| Instructions for the task |
What is needed is the full set of records, word for word, with no pictures.

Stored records
◆ ◆ ◆ ◆

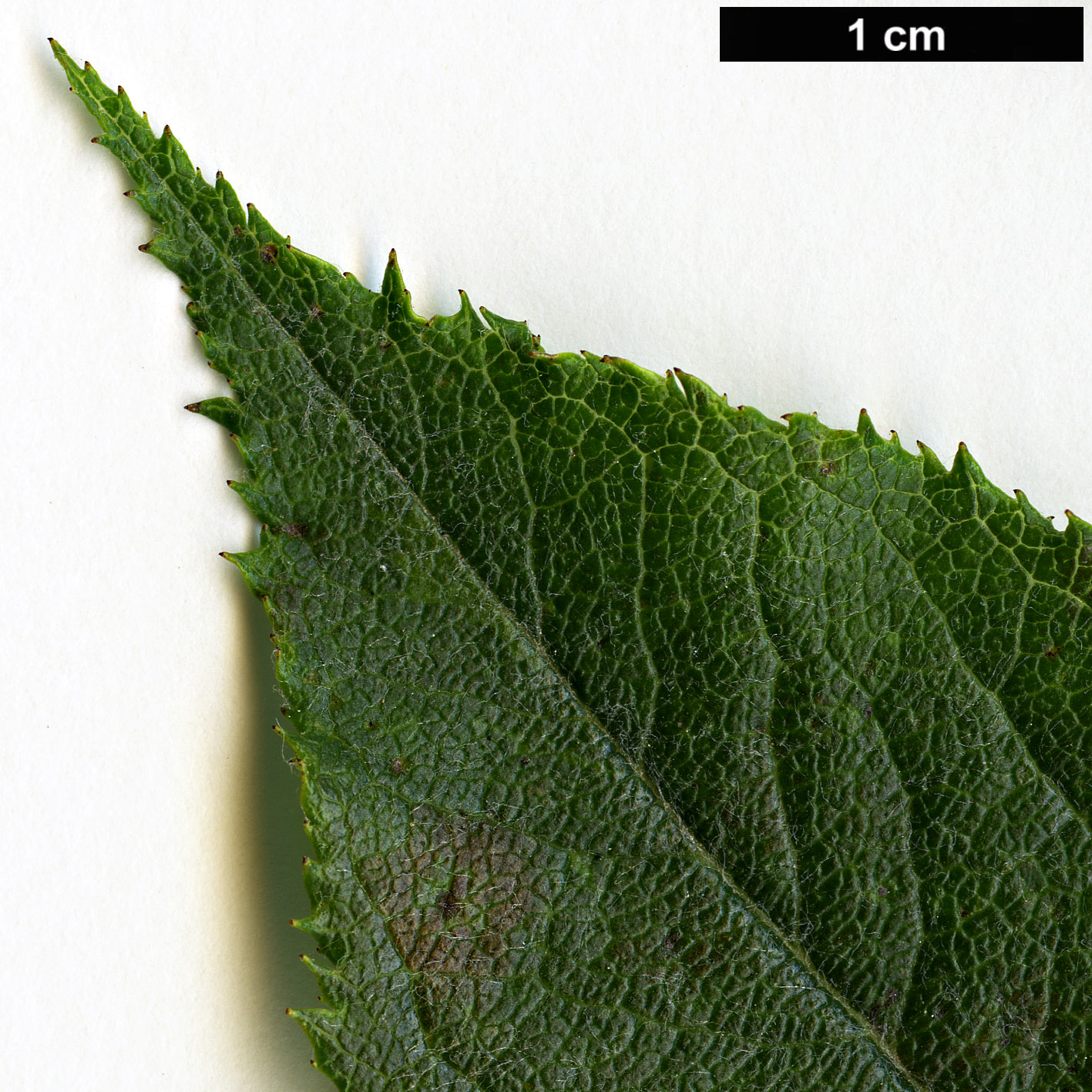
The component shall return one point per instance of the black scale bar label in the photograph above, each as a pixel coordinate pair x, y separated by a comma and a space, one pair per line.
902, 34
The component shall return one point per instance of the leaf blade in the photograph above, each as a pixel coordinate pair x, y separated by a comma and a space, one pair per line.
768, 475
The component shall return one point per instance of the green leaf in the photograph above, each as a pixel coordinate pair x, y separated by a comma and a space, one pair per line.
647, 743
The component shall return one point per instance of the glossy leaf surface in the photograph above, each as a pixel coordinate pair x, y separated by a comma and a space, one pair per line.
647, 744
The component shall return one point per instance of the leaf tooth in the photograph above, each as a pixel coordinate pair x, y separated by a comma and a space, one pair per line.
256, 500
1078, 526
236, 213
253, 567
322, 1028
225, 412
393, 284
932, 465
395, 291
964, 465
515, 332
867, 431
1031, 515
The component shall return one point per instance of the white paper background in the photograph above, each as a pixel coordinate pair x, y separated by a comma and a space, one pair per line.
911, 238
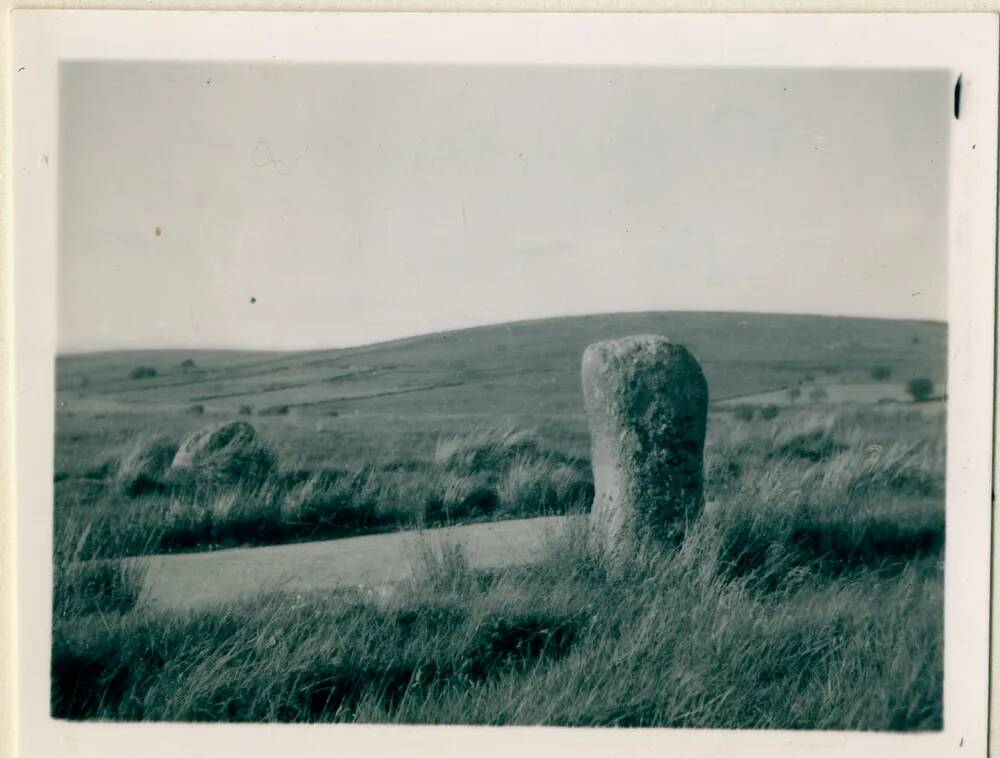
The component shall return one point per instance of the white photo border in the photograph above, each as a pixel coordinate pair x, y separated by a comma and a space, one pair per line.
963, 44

◆ ◆ ◆ ◆

| Solution below |
The component shall return one point per instance of the black scale bar label in the photograph above, each as a pixel coordinate pair x, y separated by a comma and a space, one pair per line.
902, 34
The component shall return one point per instance of the leaf blade in the photograph above, each as a pixel coordinate pair x, y separated by a comma and a space, one pair per line.
768, 475
The component shall return one point per instance of the green leaf in the photograph above, each as a pixel coordinate pair x, y separated by a comma and a space, one pair per line.
647, 743
The component shall return one point per instance of the glossy leaf surface in the photograph above, each as a pixel coordinate pair x, y separated by a comma and a space, one pair per line.
647, 744
The component shall return one point per instance of the leaf tooth in the photograph above, each as a pixel coordinate pair x, y separated by a comma and a space, one pair per line.
256, 500
1078, 526
236, 213
253, 567
322, 1028
225, 412
393, 284
932, 465
395, 291
964, 465
515, 332
867, 431
1031, 515
The component shall return one point per instance of the white paper background in the photograph above, each as a pixel coordinate pair x, y separated by a comma and a space, one pair per line.
911, 238
The component shall return one point per instance of the white photo border in the photograph above, each as a pixel coordinate pair x, y separated by a comma and a space, one pair per line.
963, 44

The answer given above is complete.